Work required:
Copy the listing below word for word, leaving out the pictures.

Input:
BEGIN
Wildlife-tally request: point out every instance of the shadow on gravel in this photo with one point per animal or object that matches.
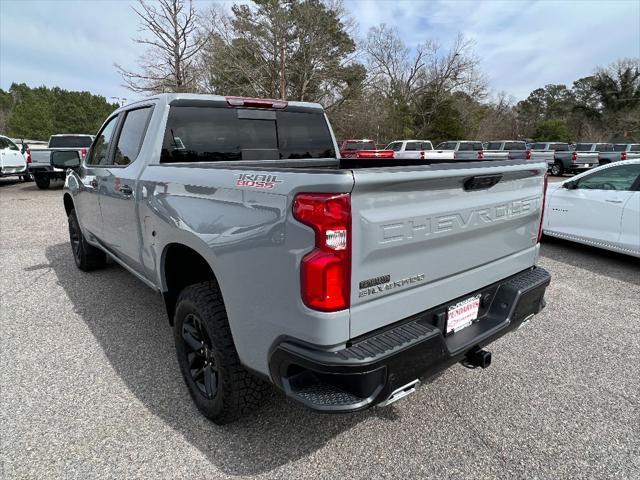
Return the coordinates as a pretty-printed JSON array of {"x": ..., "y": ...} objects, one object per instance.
[
  {"x": 603, "y": 262},
  {"x": 130, "y": 323}
]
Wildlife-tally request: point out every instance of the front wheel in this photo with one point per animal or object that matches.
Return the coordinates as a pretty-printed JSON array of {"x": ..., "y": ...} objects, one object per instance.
[
  {"x": 42, "y": 181},
  {"x": 557, "y": 169},
  {"x": 219, "y": 385},
  {"x": 87, "y": 257}
]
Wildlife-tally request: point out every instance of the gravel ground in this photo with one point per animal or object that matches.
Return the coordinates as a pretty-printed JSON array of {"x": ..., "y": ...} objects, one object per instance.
[{"x": 90, "y": 386}]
END
Reply:
Wildlife-tally request: point out every instance of the shadow on gravel in this photo with one point per animal or object that matches.
Return the coordinates as a pretty-printed JSON array of {"x": ..., "y": ...} objects, one object per instance.
[
  {"x": 603, "y": 262},
  {"x": 130, "y": 323}
]
Wildlife-tally request: point out every instance of the front wheel in this photo with one point per animal or object that matches.
Return the coordinates as a pretty-printed JSON array of {"x": ..., "y": ...} objects, one object per instance.
[
  {"x": 42, "y": 181},
  {"x": 557, "y": 169},
  {"x": 219, "y": 385},
  {"x": 87, "y": 257}
]
Wildlife-tally request: point out every instance of the gravel ground in this photo with one point per animal or object that matches.
Return the coordinates as a pretty-printed JSON array of {"x": ..., "y": ...} objects, one object per instance.
[{"x": 90, "y": 386}]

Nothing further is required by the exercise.